---- RECORD EXCERPTS
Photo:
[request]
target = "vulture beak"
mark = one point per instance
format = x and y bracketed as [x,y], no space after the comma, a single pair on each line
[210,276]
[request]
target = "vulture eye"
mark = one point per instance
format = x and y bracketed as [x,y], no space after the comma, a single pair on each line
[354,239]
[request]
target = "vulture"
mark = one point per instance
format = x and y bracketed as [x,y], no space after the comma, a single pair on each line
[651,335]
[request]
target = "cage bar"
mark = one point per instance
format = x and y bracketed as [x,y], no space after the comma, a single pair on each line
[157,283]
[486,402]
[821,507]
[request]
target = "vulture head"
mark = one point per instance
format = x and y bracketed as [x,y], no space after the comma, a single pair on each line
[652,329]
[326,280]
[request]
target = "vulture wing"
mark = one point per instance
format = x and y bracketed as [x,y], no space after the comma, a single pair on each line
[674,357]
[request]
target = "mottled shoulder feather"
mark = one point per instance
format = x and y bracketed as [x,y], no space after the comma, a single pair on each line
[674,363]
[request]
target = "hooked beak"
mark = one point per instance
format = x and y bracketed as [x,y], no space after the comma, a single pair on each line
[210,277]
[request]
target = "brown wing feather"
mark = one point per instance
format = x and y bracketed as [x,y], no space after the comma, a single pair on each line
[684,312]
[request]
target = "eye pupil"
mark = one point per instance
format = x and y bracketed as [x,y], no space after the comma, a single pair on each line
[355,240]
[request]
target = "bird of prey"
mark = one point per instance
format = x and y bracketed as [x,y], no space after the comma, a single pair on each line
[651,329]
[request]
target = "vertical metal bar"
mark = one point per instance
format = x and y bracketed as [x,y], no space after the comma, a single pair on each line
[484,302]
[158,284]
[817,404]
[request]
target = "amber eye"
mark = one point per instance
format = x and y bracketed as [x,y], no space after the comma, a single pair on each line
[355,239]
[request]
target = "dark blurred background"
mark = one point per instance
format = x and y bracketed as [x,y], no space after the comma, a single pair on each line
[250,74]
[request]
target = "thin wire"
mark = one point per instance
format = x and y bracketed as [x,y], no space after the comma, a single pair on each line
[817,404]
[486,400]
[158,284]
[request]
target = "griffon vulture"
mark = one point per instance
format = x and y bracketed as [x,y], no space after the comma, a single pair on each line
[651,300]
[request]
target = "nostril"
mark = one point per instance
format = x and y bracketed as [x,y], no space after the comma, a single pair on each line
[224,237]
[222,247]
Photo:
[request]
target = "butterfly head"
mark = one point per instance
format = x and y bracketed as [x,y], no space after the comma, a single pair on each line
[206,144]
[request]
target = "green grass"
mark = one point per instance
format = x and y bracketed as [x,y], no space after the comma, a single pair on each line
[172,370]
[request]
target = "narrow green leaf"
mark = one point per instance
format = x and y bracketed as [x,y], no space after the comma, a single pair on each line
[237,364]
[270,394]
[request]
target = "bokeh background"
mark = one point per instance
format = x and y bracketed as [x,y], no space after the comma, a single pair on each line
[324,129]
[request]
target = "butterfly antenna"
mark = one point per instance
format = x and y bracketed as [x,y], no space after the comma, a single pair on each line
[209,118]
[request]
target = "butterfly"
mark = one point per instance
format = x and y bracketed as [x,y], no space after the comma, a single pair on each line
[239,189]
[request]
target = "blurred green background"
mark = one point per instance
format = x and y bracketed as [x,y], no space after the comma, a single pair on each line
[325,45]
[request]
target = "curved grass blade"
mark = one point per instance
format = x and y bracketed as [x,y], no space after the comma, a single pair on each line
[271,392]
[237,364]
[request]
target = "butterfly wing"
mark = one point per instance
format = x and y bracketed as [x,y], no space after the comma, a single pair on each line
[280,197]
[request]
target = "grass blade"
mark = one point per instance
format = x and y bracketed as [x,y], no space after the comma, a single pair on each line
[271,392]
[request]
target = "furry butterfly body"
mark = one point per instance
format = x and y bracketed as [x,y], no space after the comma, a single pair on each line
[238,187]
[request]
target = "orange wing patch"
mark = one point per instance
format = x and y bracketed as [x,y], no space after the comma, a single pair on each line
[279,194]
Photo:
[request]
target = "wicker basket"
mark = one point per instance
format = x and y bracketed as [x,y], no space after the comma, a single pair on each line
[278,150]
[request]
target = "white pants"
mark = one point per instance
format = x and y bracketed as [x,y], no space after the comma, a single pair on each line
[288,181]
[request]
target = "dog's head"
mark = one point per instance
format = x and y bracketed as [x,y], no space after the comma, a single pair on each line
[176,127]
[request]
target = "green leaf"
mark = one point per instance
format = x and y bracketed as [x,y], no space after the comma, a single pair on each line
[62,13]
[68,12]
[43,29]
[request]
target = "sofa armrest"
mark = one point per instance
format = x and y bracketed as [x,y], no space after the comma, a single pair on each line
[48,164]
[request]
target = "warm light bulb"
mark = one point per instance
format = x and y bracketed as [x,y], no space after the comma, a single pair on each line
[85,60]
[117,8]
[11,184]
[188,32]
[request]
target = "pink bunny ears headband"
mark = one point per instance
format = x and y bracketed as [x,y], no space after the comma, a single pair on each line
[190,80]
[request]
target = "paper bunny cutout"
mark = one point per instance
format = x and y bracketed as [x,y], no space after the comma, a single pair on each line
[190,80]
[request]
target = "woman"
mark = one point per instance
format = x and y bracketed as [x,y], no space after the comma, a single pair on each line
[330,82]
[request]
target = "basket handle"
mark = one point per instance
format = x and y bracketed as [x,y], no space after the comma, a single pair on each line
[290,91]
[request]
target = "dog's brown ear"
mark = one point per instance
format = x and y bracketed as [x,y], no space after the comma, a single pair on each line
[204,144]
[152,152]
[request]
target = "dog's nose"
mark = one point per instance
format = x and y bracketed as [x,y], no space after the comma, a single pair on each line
--------
**DO THIS:** Repeat the material above in full, keeping every word.

**RESPONSE FOR THIS EXERCISE:**
Photo:
[request]
target = "vulture beak"
mark = one point per instance
format = x and y bracketed as [x,y], no space after the comma, a single pair on each line
[210,276]
[request]
target = "vulture eye"
mark = one point per instance
format = x and y bracketed as [x,y], no space after the comma, a single pair on each line
[354,239]
[request]
target = "vulture"
mark = one point per instance
format = x and y bracketed as [x,y], no space after the comma, a single pair on each line
[651,335]
[request]
target = "cage bar"
mark = one point per instance
format = x and y bracketed as [x,y], no space after the comma, a single pair on each line
[157,283]
[486,402]
[821,507]
[request]
target = "vulture head"
mark = one point per instance
format = x and y bracketed as [x,y], no space after the comma, a single pair on each line
[652,329]
[326,280]
[request]
target = "vulture wing"
mark = one point per instance
format = x and y bracketed as [x,y], no space after the comma, a single pair on each line
[674,357]
[request]
target = "mottled shoulder feather"
mark = one point per instance
format = x and y bracketed as [x,y], no space after the comma, a single pair on each line
[674,363]
[request]
target = "hooked beak"
mark = one point per instance
format = x and y bracketed as [x,y], no space after the comma, a single pair on each line
[210,277]
[request]
target = "brown wing feather"
mark = one point per instance
format = x and y bracketed as [x,y], no space after the comma, a single pair on each line
[684,312]
[request]
target = "eye pupil"
mark = one point per instance
format = x and y bracketed as [x,y], no space after the comma, a single pair on each line
[355,240]
[request]
target = "bird of prey"
mark = one point per instance
format = x and y bracketed as [x,y], no space after the comma, a single pair on each line
[651,329]
[request]
target = "vertical metal bar"
mark = one point per instance
format = x and y bracketed as [x,y], no space after the comma, a single pair on each line
[484,302]
[158,284]
[817,404]
[request]
target = "amber eye"
mark = one point per instance
format = x and y bracketed as [x,y], no space after the comma, a single pair on each line
[355,239]
[request]
target = "dark blurred background"
mark = one point per instance
format = x and y bracketed as [x,y], no space after the comma, a single pair on each line
[250,74]
[request]
target = "thin wire"
mark = one point per instance
format = x and y bracketed as [x,y], no space after the comma, a single pair on each line
[817,404]
[486,400]
[158,284]
[request]
target = "griffon vulture"
mark = one point per instance
format = x and y bracketed as [x,y], no space after the comma, a single pair on each line
[651,300]
[request]
target = "nostril"
mark = one point per instance
format = x and y bracketed as [x,y], no space after the comma, a single pair on each line
[224,237]
[222,247]
Photo:
[request]
target = "butterfly head"
mark = one point per instance
format = x and y bracketed as [x,y], no space after the comma, a single pair on each line
[206,144]
[request]
target = "green grass"
mark = one point per instance
format = x and y bracketed as [x,y], no space after the comma, a single pair on each line
[172,370]
[request]
target = "narrow green leaf"
mark = one point per instance
format = x and y bracketed as [x,y], no space after the comma, a single pair on each line
[237,364]
[270,394]
[request]
target = "bokeh background"
mark = one point per instance
format = x and y bracketed as [x,y], no space after the comma, a single pair on each line
[324,129]
[request]
target = "butterfly antenna"
mark = one point per instance
format = x and y bracketed as [x,y], no space after the comma, a single pair on each line
[209,118]
[request]
target = "butterfly"
mark = one point per instance
format = x and y bracketed as [x,y], no space after the comma, a single pair on each line
[239,189]
[request]
target = "blurred green background"
mark = one point per instance
format = x and y bracketed as [x,y], no space after the comma, a single pair on each line
[325,45]
[request]
target = "curved grass blade"
mark = one point per instance
format = x and y bracketed as [x,y], no space after the comma, a single pair on each line
[271,392]
[237,364]
[request]
target = "butterfly wing"
mark = one point per instance
format = x and y bracketed as [x,y], no space after the comma, a single pair on each line
[280,197]
[request]
target = "grass blade"
mark = one point per instance
format = x and y bracketed as [x,y], no space after the comma, a single pair on each line
[271,392]
[request]
target = "furry butterfly body"
mark = one point per instance
format = x and y bracketed as [x,y], no space after the comma, a single pair on each line
[238,187]
[request]
target = "orange wing patch"
mark = one point per instance
format = x and y bracketed as [x,y], no space after the comma, a single pair on each line
[279,194]
Photo:
[request]
target = "wicker basket"
mark = one point per instance
format = x and y bracketed as [x,y], no space after the comma, a single pair on each line
[278,150]
[request]
target = "white pants"
mark = one point per instance
format = x and y bracketed as [x,y], no space after the comma, a single pair on each line
[288,181]
[request]
target = "dog's head"
mark = one point per instance
format = x and y bracketed as [x,y], no space after the comma, a single pair on each line
[176,127]
[request]
target = "green leaf"
mark = one point per instance
format = x and y bracketed as [x,y], no space after the comma, a single pair on each line
[62,13]
[68,12]
[43,29]
[request]
target = "sofa armrest"
mark = one point per instance
format = x and y bracketed as [x,y], no space after the comma, a single pair on each line
[48,164]
[request]
target = "warm light bulb"
mark = one point per instance
format = x and y bracketed as [x,y], no space after the comma, a single pair on each line
[85,60]
[117,8]
[11,184]
[188,32]
[request]
target = "pink bunny ears headband"
mark = one point per instance
format = x and y bracketed as [x,y], no space after the comma, a single pair on each line
[190,80]
[request]
target = "paper bunny cutout"
mark = one point per instance
format = x and y bracketed as [x,y], no space after the comma, a single pair on each line
[190,80]
[request]
target = "woman"
mark = one point per instance
format = x and y bracketed as [x,y], no space after the comma, a single pair on each line
[330,82]
[request]
target = "basket handle"
mark = one point per instance
format = x and y bracketed as [x,y], no space after the comma, a single pair on each line
[290,91]
[request]
target = "dog's brown ear"
mark = one point per instance
format = x and y bracketed as [x,y], no space after the comma, a single pair on each line
[204,144]
[152,152]
[request]
target = "dog's nose"
mark = one point per instance
format = x and y bracketed as [x,y], no space after the comma, a single pair on each line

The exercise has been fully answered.